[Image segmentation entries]
========================================================================
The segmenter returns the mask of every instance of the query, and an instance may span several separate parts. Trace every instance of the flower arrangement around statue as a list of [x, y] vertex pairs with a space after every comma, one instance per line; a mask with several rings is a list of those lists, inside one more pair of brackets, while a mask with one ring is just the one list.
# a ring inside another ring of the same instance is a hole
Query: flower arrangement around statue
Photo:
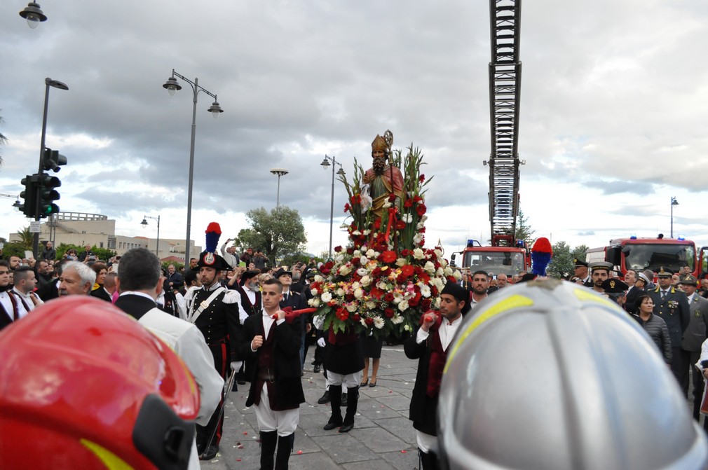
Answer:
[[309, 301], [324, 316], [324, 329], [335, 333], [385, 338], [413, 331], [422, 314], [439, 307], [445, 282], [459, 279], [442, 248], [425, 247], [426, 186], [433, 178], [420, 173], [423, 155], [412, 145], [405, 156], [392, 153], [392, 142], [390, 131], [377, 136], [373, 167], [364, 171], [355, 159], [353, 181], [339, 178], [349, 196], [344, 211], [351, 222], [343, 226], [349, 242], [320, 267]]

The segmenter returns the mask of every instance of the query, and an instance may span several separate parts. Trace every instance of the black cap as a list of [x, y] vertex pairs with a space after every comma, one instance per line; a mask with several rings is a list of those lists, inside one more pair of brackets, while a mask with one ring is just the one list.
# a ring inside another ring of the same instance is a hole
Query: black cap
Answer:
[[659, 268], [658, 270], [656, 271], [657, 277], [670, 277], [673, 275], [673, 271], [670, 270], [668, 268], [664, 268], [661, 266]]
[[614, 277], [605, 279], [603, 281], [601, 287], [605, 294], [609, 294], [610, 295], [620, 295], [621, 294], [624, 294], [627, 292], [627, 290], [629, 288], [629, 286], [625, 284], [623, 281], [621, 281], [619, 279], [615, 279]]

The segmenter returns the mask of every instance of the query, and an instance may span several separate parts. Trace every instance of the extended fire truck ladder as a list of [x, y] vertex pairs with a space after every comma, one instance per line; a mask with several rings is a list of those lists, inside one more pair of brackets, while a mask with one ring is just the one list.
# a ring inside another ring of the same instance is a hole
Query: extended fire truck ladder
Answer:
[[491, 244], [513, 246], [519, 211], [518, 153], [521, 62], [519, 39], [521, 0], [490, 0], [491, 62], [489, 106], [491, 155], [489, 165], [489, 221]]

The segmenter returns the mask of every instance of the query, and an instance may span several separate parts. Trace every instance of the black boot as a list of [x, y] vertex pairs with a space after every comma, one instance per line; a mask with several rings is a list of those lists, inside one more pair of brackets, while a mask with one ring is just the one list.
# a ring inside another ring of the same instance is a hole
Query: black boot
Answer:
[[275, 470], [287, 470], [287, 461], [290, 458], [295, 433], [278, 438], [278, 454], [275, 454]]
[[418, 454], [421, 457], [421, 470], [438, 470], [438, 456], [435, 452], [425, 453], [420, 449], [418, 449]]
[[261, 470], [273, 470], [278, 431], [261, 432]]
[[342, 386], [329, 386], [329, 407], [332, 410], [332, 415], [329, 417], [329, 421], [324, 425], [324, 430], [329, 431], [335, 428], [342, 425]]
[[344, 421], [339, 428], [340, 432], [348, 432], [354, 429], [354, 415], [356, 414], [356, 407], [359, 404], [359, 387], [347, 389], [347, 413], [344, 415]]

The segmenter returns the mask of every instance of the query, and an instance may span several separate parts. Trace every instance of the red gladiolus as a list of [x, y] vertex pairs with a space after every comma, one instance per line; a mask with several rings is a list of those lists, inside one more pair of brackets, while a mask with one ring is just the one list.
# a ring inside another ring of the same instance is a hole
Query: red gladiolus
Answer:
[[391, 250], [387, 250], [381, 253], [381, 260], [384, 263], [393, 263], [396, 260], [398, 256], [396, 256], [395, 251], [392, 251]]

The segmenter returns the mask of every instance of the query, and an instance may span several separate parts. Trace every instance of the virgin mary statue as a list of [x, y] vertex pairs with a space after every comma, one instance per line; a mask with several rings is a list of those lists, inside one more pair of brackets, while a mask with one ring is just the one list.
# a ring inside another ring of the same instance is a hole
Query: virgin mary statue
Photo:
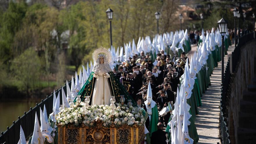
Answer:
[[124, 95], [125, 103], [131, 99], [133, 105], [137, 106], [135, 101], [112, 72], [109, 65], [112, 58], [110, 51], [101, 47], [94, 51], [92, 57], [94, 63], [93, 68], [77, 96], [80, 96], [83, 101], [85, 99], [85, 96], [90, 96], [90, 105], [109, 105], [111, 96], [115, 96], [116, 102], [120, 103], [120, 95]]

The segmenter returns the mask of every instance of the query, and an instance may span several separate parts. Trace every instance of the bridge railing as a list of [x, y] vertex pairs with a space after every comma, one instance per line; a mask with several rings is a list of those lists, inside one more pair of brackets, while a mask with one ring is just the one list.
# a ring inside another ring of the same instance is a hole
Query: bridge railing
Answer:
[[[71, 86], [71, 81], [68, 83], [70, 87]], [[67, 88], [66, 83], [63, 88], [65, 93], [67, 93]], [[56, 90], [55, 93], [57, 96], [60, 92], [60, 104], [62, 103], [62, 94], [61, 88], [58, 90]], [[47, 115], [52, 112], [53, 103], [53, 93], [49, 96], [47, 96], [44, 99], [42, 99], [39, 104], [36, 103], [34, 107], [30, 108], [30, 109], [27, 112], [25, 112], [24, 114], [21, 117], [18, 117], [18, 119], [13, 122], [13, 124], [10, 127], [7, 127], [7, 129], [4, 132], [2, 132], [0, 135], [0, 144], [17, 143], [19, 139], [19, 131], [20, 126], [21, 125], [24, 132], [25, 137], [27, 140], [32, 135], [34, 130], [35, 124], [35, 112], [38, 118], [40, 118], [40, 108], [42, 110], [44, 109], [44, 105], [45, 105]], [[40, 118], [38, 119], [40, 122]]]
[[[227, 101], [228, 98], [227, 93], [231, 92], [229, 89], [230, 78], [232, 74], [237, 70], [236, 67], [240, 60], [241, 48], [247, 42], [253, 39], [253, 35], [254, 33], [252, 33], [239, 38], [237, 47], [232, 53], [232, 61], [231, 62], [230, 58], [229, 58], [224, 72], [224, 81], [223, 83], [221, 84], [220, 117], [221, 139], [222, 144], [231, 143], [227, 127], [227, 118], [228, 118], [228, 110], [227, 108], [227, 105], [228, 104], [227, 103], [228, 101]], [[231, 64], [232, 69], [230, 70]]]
========================================================================
Can you pull out, word for word, the lines of the material from the line containing "of the extended" up to and including the line containing "Query: extended fire truck ladder"?

The segmenter returns the mask of every instance of the query, and an instance may span several separate parts. Trace every instance of the extended fire truck ladder as a list of [x, y] vertex pairs with a space after every comma, one instance per line; a mask with several rings is a list of those lists, inside one more pair of brackets, while a mask with one ring is just the one list.
# a ring inside another ring of the same instance is a hole
Query: extended fire truck ladder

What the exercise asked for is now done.